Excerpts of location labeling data
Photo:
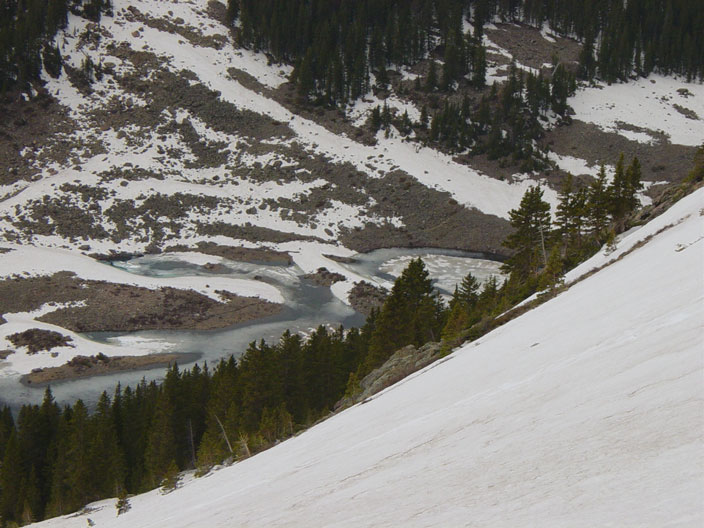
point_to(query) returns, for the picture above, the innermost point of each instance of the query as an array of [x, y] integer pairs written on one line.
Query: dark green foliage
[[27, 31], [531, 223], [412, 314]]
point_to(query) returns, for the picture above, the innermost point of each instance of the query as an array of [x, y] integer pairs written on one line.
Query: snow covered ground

---

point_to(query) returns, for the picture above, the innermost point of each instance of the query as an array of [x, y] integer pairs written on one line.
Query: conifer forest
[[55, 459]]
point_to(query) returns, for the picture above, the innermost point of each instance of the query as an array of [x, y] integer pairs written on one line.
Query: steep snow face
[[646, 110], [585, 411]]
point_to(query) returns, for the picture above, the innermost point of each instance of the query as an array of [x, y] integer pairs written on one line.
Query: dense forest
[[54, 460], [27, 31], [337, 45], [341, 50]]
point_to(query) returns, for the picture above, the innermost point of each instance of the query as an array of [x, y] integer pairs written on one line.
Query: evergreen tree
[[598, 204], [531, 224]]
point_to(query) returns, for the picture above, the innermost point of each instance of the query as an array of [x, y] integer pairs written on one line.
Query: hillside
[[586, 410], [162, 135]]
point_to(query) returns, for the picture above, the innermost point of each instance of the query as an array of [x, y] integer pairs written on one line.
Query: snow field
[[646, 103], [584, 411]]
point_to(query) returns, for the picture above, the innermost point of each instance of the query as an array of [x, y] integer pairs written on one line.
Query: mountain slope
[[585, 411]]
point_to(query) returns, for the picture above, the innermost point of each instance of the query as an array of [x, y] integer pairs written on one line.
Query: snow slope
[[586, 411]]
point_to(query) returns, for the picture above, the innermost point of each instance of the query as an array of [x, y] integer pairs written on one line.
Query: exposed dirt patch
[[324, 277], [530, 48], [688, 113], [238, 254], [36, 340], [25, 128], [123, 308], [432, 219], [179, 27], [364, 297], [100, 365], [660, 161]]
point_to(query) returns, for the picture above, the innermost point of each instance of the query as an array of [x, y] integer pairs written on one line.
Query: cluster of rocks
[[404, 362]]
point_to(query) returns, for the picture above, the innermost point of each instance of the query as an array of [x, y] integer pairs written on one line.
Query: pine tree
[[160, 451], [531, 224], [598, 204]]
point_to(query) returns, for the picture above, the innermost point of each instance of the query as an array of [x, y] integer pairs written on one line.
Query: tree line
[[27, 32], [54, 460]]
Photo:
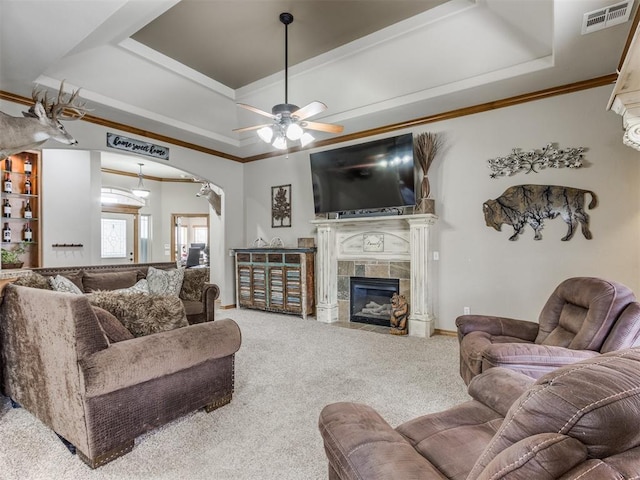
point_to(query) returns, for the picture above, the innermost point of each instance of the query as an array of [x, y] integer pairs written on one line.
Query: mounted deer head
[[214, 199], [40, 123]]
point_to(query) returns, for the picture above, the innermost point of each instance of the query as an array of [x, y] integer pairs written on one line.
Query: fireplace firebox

The problem
Locate every line in the material above that contains the string "tree" with matching case, and copy each of those lines.

Result of this task
Query: evergreen tree
Query: pine tree
Query: tree line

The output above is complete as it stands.